• Work to do: Could you continue the article on Linux window systems and DRM format modifiers, starting right after its last sentence?

• Extract provided:
— Start —

Improving Linux* Window Systems with DRM Format Modifiers
Linux has too many window systems. Ten years ago, there was only X11*. Now, we have X11, Wayland*, Mir*, Android*, and several other one-off window systems. Supporting all these window systems is difficult because window system issues weave themselves throughout your driver in weird ways. As the number of window systems increases, so does the complexity of the driver. There is also a significant burden on window system developers as they have to support multiple driver stacks.
Window systems and driver interactions have a long history. When OpenGL was first released by SGI*, it was a fork of IRIS* GL which was SGI’s graphics library. IRIS GL contained not only commands for 3D drawing but also window system management, input handling, and everything else you would need to write a GUI. When they released it as OpenGL, they stripped out everything except the 3D rendering part but it remained intrinsically tied to the window system. The mental model was that the OpenGL driver ran on top of the window system as much as it did on hardware. The way to access OpenGL was to first create a window and then ask the window system for an OpenGL context on that window. The roots of the window system penetrated deep into the 3D driver and, in the old days of DRI1 on Linux, even the kernel had to be aware of things such as clipping rectangles.

— End —

• Dataset extract:
— Start —

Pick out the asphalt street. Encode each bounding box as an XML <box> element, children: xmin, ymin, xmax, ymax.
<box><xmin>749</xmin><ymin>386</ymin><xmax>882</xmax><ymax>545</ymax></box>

— End —

• Response:
Having 3D closely tied to the window system is all well and good if you're making a normal 3D application on a platform such as Windows* or MacOS* where there is only one window system or even Linux if you only care about X11. However, in the modern landscape, things have changed. There are now applications such as video transcoders or scientific applications that want to use 3D rendering but neither need nor want a window. With compositors, applications are no longer rendering directly to the front-buffer so there is no need for the kernel to be as directly involved in resource sharing. In short, the close ties between the window system and the 3D driver are no longer needed and don’t make much sense in the modern world.
There is also a significant scaling problem. There are many more Linux window systems now than just X11: Wayland, Mir, and the Chrome OS* window system to name a few. With the rise of all these window systems, each of them having deep ties to the driver doesn't scale. This scaling problem goes both ways. On the one hand, we (as a driver team) don't want to carry window system integration code for several different window systems inside the driver. On the other hand, when a new window system is being created, the window system implementers don't want to have to modify a bunch of drivers in order to get their window-system working. This has caused significant problems for Wayland because NVIDIA* still refuses to add the necessary code to their driver to support it natively.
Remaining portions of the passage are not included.